EXTRAIT DU TEXTE:
----
“Les âmes silencieuses” : à la croisée des chemins

Rien n’est plus parlant que le silence. Plus entêté que lui il n’y a pas. Mélanie Guyard en apporte la démonstration dans son beau roman « les âmes silencieuses », à ne pas confondre avec le film du même titre. A 38 ans, pour son premier roman à destination des adultes, l’auteur spécialiste des bandes dessinées et de la littérature jeunesse réalise un livre monde et pourtant simple, plein de suspense et d’inattendu.

En cours de divorce et au chômage, suivi par un psychothérapeute qui secoue les ombres portées par ses origines, le parisien Loïc, agent mobilier de son état, se rend en Berry à la demande de sa mère pour y vider la maison de sa grand-mère décédée deux ans plus tôt, grand-mère à laquelle il n’a pas rendu visite depuis sa petite enfance.

Au village l’accueil, c’est le moins que l’on puisse dire, manque de cordialité. Des anciens lui jettent à la figure qu’il est le petit-fils de la tondue en 1944 à la Libération. Sa grand-mère Héloïse a fauté avec un Allemand. Avec l’aide d’une jeune policière en vacances, Loïc entreprend de dépouiller une énorme correspondance retrouvée dans le grenier. Peu à peu se révèle le passé de cette grand-mère et la vérité sur des événements soigneusement enfouis et sur sa réelle filiation.
----
ENTRÉES EXTRAITES:
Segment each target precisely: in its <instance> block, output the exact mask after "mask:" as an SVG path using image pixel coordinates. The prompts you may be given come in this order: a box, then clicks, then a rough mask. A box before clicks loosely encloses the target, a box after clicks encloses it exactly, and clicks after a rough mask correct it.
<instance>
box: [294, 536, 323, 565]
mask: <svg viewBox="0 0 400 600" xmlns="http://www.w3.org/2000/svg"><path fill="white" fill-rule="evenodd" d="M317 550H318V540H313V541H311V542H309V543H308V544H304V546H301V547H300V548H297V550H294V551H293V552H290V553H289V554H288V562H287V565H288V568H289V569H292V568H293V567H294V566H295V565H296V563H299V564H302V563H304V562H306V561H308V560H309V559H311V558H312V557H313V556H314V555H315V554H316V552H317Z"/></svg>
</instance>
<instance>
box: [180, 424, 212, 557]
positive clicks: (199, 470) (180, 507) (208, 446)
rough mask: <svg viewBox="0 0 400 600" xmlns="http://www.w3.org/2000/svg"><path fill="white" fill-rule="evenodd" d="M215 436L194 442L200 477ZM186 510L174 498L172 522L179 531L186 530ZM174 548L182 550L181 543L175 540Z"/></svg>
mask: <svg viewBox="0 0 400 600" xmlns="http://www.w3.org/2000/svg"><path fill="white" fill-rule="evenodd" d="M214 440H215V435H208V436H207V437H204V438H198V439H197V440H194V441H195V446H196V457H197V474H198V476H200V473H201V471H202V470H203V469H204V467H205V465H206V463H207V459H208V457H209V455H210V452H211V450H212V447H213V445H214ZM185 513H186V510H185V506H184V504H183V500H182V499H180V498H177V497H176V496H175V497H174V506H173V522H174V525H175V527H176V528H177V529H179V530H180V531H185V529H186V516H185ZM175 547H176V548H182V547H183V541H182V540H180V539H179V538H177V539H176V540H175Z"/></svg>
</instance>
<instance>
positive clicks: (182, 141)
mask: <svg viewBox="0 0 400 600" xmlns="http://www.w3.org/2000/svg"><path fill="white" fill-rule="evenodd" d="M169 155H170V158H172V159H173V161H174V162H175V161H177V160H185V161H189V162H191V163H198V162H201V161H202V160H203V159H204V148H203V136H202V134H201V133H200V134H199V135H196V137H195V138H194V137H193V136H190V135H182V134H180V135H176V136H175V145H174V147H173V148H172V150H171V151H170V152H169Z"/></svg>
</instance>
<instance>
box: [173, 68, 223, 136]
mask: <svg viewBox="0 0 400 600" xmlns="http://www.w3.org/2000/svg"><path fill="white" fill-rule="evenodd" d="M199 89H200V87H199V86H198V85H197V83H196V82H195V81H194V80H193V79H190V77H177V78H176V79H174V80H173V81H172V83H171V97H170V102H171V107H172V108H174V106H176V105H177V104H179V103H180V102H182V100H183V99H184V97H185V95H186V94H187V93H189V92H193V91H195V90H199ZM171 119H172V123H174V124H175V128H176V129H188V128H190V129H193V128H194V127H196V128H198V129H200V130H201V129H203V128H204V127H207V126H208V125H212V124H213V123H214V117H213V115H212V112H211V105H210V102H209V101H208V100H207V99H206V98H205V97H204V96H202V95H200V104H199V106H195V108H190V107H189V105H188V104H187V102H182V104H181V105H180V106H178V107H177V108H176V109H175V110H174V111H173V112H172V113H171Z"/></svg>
----
ACTIVITÉS:
a) D'après le texte sur le roman « les âmes silencieuses », pour quelle raison Loïc part-il en Berry ?
b) Rédigez la suite du texte sur le roman « les âmes silencieuses » à partir de sa dernière phrase.

RÉPONSES PAR ACTIVITÉ:
a) Il s'y rend à la demande de sa mère pour vider la maison de sa grand-mère, décédée deux ans plus tôt.

b)
A sa façon, Mélanie Guyard rend leur dignité aux femmes qui ont été tondues à la libération qu’elles aient « fauté » avec un Allemand ou qu’elle soient soupçonnées de l’avoir fait comme la grand-mère Héloïse.

L’histoire rondement menée se déroule en deux temps sans cesse mis en parallèle. Les personnages avec les contraintes que leur impose leur époque sont bien campés, les dialogues bien amenés. Est-ce un défaut de premier roman ? Certaines scènes comme la rencontre avec les villageois sont un peu convenues, sans surprise. Le style souvent imagé rend parfaitement les atmosphères. Pour un premier roman, une réussite qui peut nourrir bien des conversations.

Françoise Cariès

Interview de Mélanie Guyard

FC: Vous avez jusqu’ici écrit des scénarios pour bandes dessinées et des livres pour la jeunesse. Vous changez donc de registre ?

Mélanie Guyard : Pas forcément mais passer à l’écriture pour adulte était dans ma logique. J’étais prête.

FC : D’où vous est venue l’idée de cette histoire ?

M. G. : Elle est venue sous ma douche, d’un coup parce qu’à ce moment-là à la radio j’ai entendu et écouté la chanson de Zazie « Adam et Yves ». En dix minutes j’avais bâti l’histoire. Jean et Franz étaient nés dans ma tête, le secret s’était mis en place.

FC: Vous abordez l’homosexualité par un biais inhabituel…

M.G. : Sans doute et il ne me déplaît pas d’interpeller. De nos jours il n’est pas toujours simple de vivre son homosexualité. Au temps de la deuxième guerre mondiale c’était impossible. Jean et Franz ont payé très cher le droit d’être en couple pendant la guerre et après. Le monde change, heureusement.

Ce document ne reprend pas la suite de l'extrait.